Repeat the listing word for word. Leave every picture out.

·····

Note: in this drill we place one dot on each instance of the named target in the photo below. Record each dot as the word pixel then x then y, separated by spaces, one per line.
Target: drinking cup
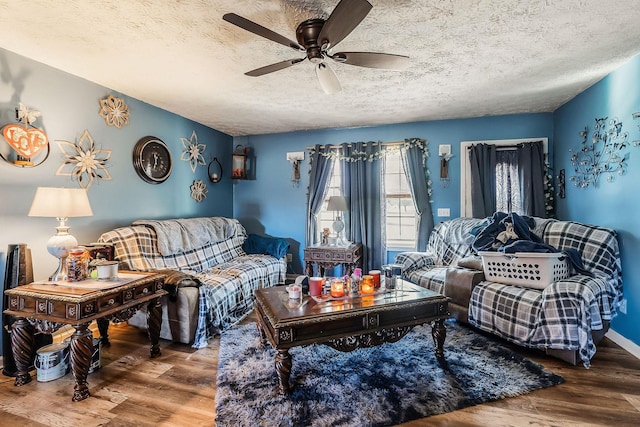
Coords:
pixel 315 286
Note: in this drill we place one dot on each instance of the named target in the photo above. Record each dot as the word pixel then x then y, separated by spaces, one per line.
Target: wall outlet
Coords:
pixel 444 212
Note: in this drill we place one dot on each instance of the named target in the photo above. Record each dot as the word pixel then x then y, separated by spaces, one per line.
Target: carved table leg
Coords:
pixel 81 351
pixel 22 344
pixel 439 333
pixel 283 369
pixel 103 327
pixel 263 335
pixel 154 320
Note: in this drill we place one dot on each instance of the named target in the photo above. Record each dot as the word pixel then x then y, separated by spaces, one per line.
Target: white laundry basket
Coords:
pixel 527 269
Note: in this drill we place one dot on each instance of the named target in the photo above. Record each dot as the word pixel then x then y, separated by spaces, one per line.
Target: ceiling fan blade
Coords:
pixel 345 17
pixel 373 60
pixel 258 29
pixel 274 67
pixel 327 78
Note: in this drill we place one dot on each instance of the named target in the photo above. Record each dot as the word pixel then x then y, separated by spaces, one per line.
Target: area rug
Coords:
pixel 385 385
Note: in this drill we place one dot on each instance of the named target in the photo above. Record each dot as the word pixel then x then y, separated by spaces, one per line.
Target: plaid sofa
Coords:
pixel 566 319
pixel 214 283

·····

EXERCISE OUTPUT:
Note: in this drill we place one dot on each instance of the named target in the photo below. Record each dot as the word pixel then x then y, separated by spaces, one per line.
Target: drinking cup
Coords:
pixel 315 286
Note: in this drill we place one dot on each instance of the named target in the photo above. Record each dot as the word pixel then x then y, separated by spaces, one per line.
Target: wall outlet
Coords:
pixel 444 212
Note: in this drill we place one dot on each instance of the named target in the photo above. Record each dot as the word pixel then x then y, separated by spaces, one per line.
Target: carved table leg
Coords:
pixel 81 351
pixel 22 344
pixel 439 333
pixel 283 369
pixel 103 327
pixel 263 335
pixel 154 320
Note: in this drill we place one dot on each instance of the named target in the photo above. Record each dot as the word pixel then x then y, separated by spaces, one per line.
Target: white laundry basket
Coords:
pixel 527 269
Note: in this drill we place one dot on each instance of the named target in the photo above. Record each dot as the word pixel then x then y, separated by spaces, one per line.
Target: ceiling fan blade
Coords:
pixel 345 17
pixel 373 60
pixel 258 29
pixel 274 67
pixel 327 78
Note: in this drill we place one dot on each instance of the named target in the photo above. Record each dot as the word pixel then x then y, separated by spaces, one per line.
Target: area rug
Coords:
pixel 385 385
Note: in this drill we place one dot on each instance of the named target in the photo above. Record each dot as the word pixel then x then y, separated by spaces, one per line.
Target: plaid sofa
Coords:
pixel 566 319
pixel 214 283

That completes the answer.